Dataset entries
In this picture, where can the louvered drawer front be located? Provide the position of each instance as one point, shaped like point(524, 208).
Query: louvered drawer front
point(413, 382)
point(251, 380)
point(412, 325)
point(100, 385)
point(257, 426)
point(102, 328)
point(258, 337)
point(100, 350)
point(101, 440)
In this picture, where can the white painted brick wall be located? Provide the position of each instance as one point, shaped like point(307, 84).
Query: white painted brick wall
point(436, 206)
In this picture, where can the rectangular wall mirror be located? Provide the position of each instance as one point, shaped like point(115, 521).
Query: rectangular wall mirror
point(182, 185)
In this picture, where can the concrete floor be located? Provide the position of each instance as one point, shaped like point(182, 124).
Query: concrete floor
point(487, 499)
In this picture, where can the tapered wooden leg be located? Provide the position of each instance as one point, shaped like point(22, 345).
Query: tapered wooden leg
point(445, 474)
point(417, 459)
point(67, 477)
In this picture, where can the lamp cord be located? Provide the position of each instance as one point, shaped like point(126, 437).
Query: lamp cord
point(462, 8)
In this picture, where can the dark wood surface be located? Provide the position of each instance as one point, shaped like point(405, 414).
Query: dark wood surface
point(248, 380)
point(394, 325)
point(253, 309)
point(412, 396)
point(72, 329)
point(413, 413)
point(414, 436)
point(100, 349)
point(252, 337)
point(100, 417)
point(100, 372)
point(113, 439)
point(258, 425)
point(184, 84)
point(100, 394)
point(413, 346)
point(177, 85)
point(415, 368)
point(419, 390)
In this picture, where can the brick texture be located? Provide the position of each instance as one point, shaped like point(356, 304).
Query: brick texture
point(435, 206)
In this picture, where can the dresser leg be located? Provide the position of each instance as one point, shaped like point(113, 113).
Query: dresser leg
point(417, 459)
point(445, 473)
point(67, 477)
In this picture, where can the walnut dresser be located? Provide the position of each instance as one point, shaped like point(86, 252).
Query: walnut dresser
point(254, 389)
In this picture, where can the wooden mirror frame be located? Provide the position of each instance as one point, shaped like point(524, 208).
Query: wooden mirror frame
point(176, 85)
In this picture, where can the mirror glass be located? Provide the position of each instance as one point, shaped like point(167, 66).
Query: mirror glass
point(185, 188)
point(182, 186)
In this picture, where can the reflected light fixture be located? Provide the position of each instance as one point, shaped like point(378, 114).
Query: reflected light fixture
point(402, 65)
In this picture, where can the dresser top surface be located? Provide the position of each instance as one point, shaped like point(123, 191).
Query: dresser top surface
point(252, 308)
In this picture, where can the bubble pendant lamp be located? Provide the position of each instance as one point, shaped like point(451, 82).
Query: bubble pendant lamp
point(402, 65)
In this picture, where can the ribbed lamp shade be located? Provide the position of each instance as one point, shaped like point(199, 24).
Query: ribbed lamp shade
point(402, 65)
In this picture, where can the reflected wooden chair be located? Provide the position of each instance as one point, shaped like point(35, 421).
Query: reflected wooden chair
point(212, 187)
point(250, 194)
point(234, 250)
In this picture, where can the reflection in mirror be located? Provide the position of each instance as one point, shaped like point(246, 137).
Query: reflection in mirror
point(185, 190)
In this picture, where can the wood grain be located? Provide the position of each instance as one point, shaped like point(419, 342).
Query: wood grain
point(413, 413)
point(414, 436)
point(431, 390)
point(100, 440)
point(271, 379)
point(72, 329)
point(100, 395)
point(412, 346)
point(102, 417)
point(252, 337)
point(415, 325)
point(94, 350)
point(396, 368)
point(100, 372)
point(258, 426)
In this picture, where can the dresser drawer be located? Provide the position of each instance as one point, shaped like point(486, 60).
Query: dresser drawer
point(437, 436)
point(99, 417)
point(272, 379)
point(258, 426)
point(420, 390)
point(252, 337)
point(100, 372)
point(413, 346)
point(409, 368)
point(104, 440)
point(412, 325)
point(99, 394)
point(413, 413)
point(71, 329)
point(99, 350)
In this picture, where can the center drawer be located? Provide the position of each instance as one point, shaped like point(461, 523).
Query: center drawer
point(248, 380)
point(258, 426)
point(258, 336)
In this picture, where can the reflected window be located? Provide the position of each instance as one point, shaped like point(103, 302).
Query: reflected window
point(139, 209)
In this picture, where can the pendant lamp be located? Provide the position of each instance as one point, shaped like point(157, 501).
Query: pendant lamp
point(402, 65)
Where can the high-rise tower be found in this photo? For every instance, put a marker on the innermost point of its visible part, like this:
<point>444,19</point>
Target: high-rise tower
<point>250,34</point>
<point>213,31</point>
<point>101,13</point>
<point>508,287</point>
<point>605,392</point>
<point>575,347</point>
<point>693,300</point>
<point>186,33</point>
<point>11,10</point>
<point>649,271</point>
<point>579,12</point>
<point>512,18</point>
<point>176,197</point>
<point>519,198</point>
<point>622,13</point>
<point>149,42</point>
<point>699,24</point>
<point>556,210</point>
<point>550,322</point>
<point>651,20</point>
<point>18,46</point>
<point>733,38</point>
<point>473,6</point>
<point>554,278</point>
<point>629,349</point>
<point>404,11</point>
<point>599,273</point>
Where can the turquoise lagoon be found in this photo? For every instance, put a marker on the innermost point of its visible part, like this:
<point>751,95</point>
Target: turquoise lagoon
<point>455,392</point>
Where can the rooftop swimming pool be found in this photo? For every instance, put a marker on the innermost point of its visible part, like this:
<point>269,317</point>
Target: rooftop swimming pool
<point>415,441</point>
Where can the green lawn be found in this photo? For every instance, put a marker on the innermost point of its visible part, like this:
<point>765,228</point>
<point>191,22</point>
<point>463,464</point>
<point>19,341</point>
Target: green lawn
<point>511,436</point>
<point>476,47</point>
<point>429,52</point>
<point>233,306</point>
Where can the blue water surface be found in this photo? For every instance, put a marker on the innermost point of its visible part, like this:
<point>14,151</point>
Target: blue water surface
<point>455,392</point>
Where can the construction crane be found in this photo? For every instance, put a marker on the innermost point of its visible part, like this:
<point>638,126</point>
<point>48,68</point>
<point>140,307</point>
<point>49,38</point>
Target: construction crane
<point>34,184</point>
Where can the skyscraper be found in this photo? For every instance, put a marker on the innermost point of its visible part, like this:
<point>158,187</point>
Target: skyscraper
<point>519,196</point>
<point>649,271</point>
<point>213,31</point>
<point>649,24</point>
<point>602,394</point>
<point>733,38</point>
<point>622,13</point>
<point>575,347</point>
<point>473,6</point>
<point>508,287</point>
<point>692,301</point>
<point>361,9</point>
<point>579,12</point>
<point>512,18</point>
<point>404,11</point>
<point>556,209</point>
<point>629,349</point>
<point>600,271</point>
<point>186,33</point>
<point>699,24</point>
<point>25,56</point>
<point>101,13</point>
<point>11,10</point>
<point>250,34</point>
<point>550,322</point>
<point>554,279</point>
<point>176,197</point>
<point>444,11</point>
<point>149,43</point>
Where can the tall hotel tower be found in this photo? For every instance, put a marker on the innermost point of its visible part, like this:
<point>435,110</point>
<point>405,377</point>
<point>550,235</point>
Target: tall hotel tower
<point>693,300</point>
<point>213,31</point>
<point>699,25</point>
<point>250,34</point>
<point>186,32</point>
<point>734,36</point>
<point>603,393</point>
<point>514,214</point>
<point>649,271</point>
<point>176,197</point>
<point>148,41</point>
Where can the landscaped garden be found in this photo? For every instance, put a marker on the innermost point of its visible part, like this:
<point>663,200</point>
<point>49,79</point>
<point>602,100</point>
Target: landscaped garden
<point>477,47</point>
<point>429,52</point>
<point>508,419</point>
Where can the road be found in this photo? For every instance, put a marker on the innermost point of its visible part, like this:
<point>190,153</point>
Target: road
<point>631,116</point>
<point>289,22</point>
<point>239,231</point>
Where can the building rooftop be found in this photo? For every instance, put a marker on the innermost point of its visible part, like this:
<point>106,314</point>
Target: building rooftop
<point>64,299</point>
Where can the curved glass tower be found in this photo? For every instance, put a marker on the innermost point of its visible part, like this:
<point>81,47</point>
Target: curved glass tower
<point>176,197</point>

Problem to work on
Extract every line from the one containing "Where can the curved" through the last line of the data, inclusive, exactly as written.

Task output
Where can the curved glass tower be found in this photo? For every instance, put a marker on the innermost point of its visible part, like this:
<point>81,47</point>
Target: curved glass tower
<point>176,197</point>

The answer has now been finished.